* 文章の抜粋 *
- - -

この世は、「百聞は一見に如かず」すぎる。地方の高校を出て、東京の大学に進学した私。この3年間、あらゆるカオスに飛び込む中で、何度、プチパニックに陥ったり、謎のコミュ障を発揮したりしたことか。

毎日更新を始めてから、noteが、これまで経験したことの思考整理の一部になっている。このnote自体は、一つの事象を元に書いている。だけど、その中には、今まで考えたり気づいたりしたことのエッセンスが、複合的に、絡んでいる。

そしてnoteは、未来の自分へ残しておきたいメッセージにも、なっている。今日もまた「これからも、忘れたくないこと」をひとつ、書いてみようと思う。

ここ数年、オンラインでのコミュニケーションが発達しているのを感じる。正直、めちゃくちゃ楽だ。ミーティングや授業ギリギリまで、寝ててもいい。メイクや髪の毛を、細かいところまで、やらなくていい。面白くない授業は、倍速で聞けばいい。書けば書くほど、私のズボラっぷりが、バレる気が、本当に、そうなのだ。

だけど、今日、「やっぱり、足を運んでじゃないと、分からないな」と思うことに、たくさん出会った。

***

冬物のダウンジャケットを直しに、街に出た。3年間通っていた高校があるなじみの街を、歩く。おっ。裁縫屋さんは、この小道沿いにあるぞ…..。いや、でも待てよ。こんな小道が、今まで、どこに隠れていたんだろう。高校時代の3年間、この近くを何度も通ったはずなのにな….。

でも、やっぱり、その道は、はじめましての道だった。しかも、ちゃっかり名前なんかも、付いていたりした。古い漢方屋や聞いたこともないような春巻屋なんかもあった。知らない所で、街は、いつも生き続けていた。

- - -

* データ一覧 *
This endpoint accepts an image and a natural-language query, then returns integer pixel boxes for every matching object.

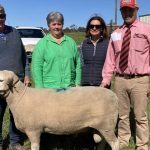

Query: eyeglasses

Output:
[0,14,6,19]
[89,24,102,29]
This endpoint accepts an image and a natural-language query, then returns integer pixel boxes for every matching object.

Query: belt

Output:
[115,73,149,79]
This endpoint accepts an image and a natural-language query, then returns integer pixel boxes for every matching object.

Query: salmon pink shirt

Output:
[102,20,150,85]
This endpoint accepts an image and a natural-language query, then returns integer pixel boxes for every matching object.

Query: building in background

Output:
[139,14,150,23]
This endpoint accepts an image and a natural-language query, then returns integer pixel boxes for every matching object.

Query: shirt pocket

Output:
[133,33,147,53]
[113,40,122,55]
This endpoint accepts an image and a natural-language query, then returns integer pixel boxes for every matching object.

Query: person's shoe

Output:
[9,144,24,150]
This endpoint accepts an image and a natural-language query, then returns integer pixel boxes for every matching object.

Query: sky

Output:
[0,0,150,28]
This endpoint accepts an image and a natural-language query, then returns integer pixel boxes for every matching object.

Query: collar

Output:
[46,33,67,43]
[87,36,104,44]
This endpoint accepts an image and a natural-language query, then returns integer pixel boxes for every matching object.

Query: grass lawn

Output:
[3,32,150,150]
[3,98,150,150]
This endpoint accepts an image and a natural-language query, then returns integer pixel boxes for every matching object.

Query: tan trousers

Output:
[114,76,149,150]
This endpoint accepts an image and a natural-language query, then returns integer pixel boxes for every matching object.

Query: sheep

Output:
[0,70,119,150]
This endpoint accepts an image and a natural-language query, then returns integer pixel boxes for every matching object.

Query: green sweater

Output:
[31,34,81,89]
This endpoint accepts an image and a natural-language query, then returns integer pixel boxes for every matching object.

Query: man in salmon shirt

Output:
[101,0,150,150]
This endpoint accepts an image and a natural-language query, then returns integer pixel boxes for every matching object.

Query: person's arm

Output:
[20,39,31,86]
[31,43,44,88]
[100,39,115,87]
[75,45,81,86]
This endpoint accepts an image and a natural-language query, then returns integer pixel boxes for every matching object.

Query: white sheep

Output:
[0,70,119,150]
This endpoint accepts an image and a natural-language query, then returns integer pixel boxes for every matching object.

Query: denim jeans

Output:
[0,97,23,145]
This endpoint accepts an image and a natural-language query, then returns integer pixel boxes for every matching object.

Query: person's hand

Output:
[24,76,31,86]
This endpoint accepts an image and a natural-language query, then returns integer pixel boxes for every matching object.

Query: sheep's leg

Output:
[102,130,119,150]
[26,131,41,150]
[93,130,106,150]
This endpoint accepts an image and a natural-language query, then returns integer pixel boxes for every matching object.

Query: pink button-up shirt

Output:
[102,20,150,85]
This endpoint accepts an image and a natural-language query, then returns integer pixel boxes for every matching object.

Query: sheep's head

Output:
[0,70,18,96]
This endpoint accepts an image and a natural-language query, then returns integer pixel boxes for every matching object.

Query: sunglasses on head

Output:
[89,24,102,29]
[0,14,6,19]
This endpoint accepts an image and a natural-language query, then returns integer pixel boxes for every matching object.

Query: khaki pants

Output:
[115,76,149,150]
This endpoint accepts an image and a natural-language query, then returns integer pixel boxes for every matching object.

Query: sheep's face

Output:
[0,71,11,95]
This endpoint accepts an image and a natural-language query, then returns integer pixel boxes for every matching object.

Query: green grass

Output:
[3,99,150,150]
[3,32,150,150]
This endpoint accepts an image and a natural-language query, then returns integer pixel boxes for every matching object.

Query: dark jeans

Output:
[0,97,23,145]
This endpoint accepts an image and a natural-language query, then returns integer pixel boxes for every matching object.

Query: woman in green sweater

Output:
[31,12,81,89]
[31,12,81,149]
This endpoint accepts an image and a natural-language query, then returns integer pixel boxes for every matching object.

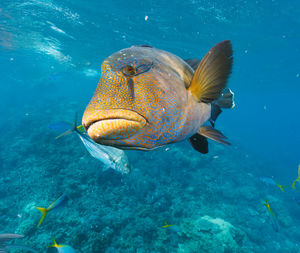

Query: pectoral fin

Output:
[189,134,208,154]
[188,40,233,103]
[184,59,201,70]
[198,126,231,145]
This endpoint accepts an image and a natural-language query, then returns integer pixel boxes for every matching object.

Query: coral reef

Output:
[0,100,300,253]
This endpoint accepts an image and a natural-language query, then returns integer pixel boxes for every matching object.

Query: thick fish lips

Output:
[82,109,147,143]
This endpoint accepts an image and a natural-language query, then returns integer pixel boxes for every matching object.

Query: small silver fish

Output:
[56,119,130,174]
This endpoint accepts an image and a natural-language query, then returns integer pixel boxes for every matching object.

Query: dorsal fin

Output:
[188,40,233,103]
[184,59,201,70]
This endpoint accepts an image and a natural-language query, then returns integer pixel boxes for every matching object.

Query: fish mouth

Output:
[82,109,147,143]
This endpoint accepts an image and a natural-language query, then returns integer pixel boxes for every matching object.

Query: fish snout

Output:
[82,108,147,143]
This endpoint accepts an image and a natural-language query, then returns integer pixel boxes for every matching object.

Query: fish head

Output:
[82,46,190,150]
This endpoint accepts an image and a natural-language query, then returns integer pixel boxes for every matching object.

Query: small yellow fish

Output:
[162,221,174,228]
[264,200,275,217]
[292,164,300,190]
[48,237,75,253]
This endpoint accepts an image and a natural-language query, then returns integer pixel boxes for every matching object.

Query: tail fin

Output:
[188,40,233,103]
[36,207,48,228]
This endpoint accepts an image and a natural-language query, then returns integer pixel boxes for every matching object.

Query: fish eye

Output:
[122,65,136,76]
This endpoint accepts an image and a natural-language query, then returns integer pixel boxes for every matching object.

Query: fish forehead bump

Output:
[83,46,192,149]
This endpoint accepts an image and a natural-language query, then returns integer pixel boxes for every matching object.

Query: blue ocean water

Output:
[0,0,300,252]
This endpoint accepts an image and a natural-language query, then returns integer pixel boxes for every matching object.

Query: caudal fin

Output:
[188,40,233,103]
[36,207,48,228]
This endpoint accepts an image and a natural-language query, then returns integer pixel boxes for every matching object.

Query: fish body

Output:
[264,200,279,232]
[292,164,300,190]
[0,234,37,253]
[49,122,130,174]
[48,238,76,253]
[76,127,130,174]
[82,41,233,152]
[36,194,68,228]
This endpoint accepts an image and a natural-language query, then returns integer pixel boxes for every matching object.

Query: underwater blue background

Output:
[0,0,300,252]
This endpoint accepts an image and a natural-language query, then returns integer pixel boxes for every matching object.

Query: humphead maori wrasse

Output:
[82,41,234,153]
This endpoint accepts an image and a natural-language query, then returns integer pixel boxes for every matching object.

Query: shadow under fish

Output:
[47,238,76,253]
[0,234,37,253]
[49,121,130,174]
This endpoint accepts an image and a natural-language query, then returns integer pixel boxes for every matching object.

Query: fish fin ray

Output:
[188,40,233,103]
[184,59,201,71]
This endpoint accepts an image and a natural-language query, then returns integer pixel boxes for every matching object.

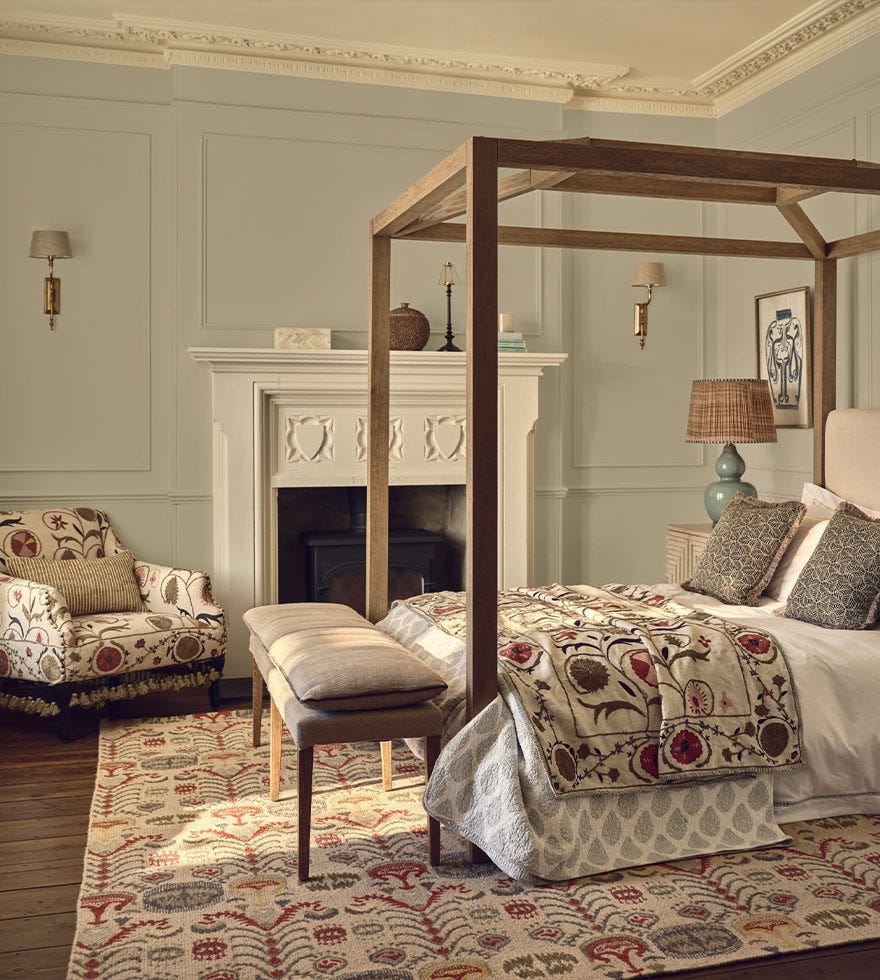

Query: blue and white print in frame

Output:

- - -

* 課題の指示 *
街歩きのエッセイを、最後の一文のあとから書き継ぐこと。 データは、街歩きのエッセイとは別の資料だ。

* 回答 *
服のお直しをしている間、いつもの商店街を通ってみた。とある1枚のポスターに惹かれ、小さな文学ショップに入る。そこには、街のいろんな情報誌が並んでいた。パソコン教室、演劇、古本のイベント、名品紹介…..。知らない所で、街は、いつも何かを生み出し続けていた。

そして最後に、近くの日本庭園に行ってみる。元々、行くつもりはなかったが、ちょっと、時間があったから、行くことにした。そこで、一人のおばちゃんと出会った。この庭園によく来る、という。少しばかり、話をした。

「都会だと、こういう静かな場所、なかなかないでしょ〜。だから、よく、ここに、お茶を飲みに来るんです。」

ああ。庭園は、観光地だけでは、なかったのだ。日々、癒しを求めに来る人も、いるのだ。おばちゃんの行動は、私にとって、新しい気づきを与えてくれた。

おばちゃんは、帰り際に、この庭園の見頃を、教えてくれた。私は、今日、その時間まで、居れなかった。だけど、私は、その時間に合わせて、庭園に、戻ってくるだろう。

これが、SNSやパンフレット等で知った情報だったら、どうだろう。多分、行っていないと思う。でも、私は、いつかまた、ここへ行くことを決めた。だって、今日、おばちゃんに、聞いたのだから。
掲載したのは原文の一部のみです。